- Exercises:
1. List each lettered statement in the short list that follows the sentence beginning "The original question assumed two propositions" in the passage on God and suffering.
2. Print the text of the passage on God and suffering between "It’s a good" and "learn life lessons?", inclusive, without changing a word.

- Selected passage:
The world is filled with so much terrible suffering, anguish, and pain that it’s very common to ask difficult questions about God and the problem of suffering, most important of these “if God can stop all suffering, why doesn’t he?”
The most common answer as to why God doesn’t stop the suffering is “because he has a very good reason for allowing it, we just don’t know this reason.” This is perhaps a good answer, but it brings a much more difficult question for us;
Why should we work hard to stop the suffering if God is specifically letting it happen for a very good reason?
Wouldn’t that be working against God’s plan?
Many think that simply saying “free will” solves this issue, or laying the blame on consequences of human actions. But, even if we could (and there is not even one philosopher who does) conclude that (a) “all suffering is a result of human actions on the land, improper diet, etc” that would still not mean we should ignore the question (b) “if someone can instantly fix all the immense suffering our actions have caused, why doesnt he?”
As an analogy. If I get in a car accident and cause myself immense suffering, and Dr. Oz invented a magic button that cures everything at zero cost to himself, and yet Dr. Oz specifically chose to not use that button on me, it would be prudent to ask “why not?”
The original question assumed two propositions (a/b) that the vast majority of people do affirm and asked a follow up question (c).
a. God can stop all pain/suffering.
b. God doesn’t do it for a good reason.
c. If he doesn’t stop it for a good reason, why should we go against his good reason?
Most people challenge A or B, completely ignoring the actual question, C. Some say God cannot because of free will (which is absurd when it comes to natural evils like earthquakes and ebola, which are not connected with freedom.) Some try to give excessive repetitions of various theodicies that justify B, or that God is justified in not helping. In most cases people have ignored C.
In a few discussion some people have tried to get at one possible answer to C, that God doesn’t stop suffering because he wants to give us the experience and task of stopping it. In other words the good reason he doesn’t act in B is precisely so that we would act, for our sake, and this answers C.
It’s a good answer, and when I wrote this post I was wondering how long until someone thinks of it, however, it too has severe problems. If God does not alleviate suffering in order to give us the opportunity to alleviate suffering, here are the difficulties:
1. One person suffers intensely only for the sake of another to learn life lessons. This seems disproportionately unfair, as though one person’s involuntary suffering can be traded for another person’s gain. Would you intentionally allow one of your children to lose his legs in a fire to teach the other about charity and kindness? Is that fair to the child without legs that he only lost them for his brother to learn life lessons?
2. Most suffering is not ever alleviated. This theory would make sense if God alleviated the suffering that humans cannot, however, the majority of humans suffer excruciating pain and cannot be helped by others, nor God. If Gods point of allowing their suffering and not intervening was for us to help them, but we can’t or don’t, surely as the sole purpose of Gods non-intervention is now gone, and he would intervene, but we never see this. We see billions suffer and die with no intervention from God or persons. (And if we say, well for this subset of sufferers he has another good reason besides our intervention, we’re back to question C, so why should we interrupt?)

- Stored data:

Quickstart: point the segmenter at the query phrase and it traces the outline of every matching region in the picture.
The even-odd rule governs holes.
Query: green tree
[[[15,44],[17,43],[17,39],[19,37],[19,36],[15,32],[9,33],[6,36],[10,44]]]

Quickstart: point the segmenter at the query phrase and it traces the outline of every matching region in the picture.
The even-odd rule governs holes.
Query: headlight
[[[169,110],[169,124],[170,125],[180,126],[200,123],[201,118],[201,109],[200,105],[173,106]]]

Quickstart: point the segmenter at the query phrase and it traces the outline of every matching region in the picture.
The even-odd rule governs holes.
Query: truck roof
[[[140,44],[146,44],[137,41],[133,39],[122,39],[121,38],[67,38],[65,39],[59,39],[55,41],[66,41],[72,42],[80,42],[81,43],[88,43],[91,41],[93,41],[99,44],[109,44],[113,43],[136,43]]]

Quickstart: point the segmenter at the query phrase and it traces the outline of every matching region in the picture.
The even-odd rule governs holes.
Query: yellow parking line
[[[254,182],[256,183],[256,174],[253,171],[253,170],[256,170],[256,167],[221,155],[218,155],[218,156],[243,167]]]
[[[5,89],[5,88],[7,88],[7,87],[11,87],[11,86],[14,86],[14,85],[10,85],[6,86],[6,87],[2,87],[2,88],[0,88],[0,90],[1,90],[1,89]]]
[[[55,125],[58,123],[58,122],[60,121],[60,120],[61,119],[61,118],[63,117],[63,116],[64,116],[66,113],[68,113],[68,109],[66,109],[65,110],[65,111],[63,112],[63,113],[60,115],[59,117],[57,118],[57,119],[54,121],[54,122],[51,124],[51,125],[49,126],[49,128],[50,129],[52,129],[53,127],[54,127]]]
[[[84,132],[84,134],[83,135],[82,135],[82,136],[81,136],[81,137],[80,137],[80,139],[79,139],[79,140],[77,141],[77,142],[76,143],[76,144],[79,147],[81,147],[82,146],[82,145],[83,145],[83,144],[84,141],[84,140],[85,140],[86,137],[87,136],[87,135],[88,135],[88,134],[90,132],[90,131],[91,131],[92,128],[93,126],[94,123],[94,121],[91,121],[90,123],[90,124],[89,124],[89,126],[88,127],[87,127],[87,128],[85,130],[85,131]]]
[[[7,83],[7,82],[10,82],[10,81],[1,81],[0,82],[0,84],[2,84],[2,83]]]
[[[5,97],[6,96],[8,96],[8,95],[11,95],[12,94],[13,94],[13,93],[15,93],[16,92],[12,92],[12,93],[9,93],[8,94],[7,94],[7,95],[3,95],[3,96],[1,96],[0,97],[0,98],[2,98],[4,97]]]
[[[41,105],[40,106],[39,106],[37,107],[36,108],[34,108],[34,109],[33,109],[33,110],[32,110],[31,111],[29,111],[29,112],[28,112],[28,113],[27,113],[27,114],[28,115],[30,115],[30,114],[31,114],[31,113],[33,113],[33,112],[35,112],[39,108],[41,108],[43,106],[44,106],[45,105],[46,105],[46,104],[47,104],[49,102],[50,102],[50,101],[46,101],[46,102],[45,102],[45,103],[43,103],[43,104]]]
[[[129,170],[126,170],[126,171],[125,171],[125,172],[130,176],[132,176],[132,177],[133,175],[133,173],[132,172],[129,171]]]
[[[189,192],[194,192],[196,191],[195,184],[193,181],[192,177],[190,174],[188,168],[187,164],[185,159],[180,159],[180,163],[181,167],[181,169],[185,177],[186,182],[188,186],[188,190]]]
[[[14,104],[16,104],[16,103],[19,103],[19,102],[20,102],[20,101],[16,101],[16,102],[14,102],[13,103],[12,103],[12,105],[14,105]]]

--

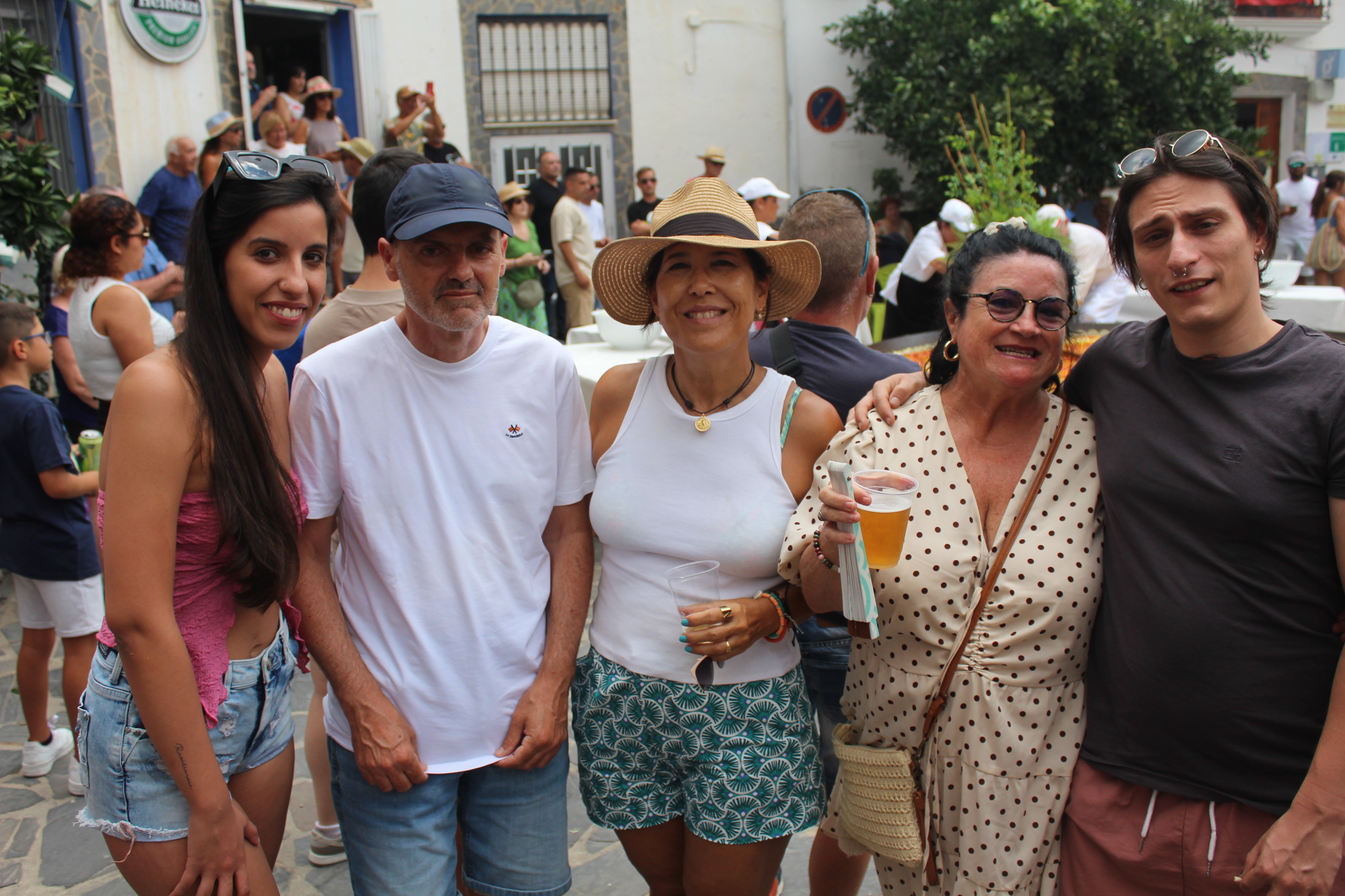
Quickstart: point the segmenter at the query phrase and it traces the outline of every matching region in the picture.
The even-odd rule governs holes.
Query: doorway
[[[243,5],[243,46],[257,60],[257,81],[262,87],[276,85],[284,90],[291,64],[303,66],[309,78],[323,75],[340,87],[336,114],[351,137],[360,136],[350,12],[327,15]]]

- Responses per task:
1.
a. God can stop all pain/suffering.
b. God doesn’t do it for a good reason.
c. If he doesn’t stop it for a good reason, why should we go against his good reason?

2.
It’s a good answer, and when I wrote this post I was wondering how long until someone thinks of it, however, it too has severe problems. If God does not alleviate suffering in order to give us the opportunity to alleviate suffering, here are the difficulties:
1. One person suffers intensely only for the sake of another to learn life lessons. This seems disproportionately unfair, as though one person’s involuntary suffering can be traded for another person’s gain. Would you intentionally allow one of your children to lose his legs in a fire to teach the other about charity and kindness? Is that fair to the child without legs that he only lost them for his brother to learn life lessons?